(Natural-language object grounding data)
= = = = = = =
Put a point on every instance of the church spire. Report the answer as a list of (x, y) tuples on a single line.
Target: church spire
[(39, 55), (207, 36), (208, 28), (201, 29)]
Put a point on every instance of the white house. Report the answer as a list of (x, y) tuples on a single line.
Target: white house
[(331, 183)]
= = = = = = =
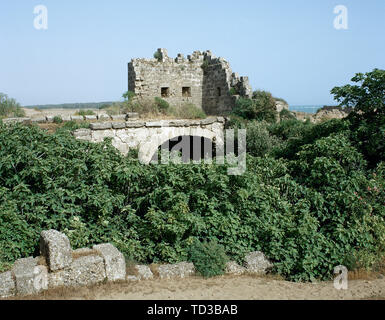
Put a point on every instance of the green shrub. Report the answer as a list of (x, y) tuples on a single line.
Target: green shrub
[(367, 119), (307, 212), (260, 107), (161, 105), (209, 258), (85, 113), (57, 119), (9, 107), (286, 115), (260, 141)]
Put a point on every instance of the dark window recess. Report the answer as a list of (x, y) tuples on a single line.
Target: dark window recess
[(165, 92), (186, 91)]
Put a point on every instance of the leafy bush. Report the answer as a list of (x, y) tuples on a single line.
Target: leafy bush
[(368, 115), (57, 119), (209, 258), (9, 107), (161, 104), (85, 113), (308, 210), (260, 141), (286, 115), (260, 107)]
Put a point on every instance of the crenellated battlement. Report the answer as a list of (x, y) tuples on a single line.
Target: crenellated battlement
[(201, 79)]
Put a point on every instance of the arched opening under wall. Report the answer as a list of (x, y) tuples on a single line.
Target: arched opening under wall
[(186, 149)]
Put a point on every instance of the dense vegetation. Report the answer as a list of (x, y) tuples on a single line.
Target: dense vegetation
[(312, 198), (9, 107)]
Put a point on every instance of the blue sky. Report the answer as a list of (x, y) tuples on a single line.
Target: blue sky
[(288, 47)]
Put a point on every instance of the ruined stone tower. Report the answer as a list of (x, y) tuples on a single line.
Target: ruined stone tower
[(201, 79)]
= = = = = = =
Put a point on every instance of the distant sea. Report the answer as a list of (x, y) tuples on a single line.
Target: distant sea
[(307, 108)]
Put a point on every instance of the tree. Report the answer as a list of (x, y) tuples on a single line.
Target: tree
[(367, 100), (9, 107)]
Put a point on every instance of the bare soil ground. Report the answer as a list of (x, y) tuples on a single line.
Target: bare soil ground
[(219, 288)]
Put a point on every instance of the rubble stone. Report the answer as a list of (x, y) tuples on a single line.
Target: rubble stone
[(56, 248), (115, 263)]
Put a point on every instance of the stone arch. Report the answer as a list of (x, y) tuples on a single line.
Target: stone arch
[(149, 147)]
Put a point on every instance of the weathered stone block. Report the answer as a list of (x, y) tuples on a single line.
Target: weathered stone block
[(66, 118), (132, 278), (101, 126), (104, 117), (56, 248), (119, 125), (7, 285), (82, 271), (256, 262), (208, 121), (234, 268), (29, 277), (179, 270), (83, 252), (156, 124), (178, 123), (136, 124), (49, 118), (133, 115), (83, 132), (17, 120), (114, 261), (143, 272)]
= = = = = = =
Work to be completed: Using the records above, set down exactly the lines from the one with "Target: bare soil ground" through the one with "Put a point on every instance of the weathered", inclusive, and nothing more.

Exercise result:
Target: bare soil ground
[(219, 288)]
Put a point on every instance of the rubble stone. Report the answer as a list of (x, y) tuples on a single line.
Target: rubble stone
[(56, 248), (115, 263)]
Put a point on every instance of the stone arch. Report the answer as a list of (x, y) tuples on a single line.
Target: stone arch
[(149, 147)]
Put a point on every instance of the weathered stone block. Report the answer as a list of (x, y) tuples on a single line.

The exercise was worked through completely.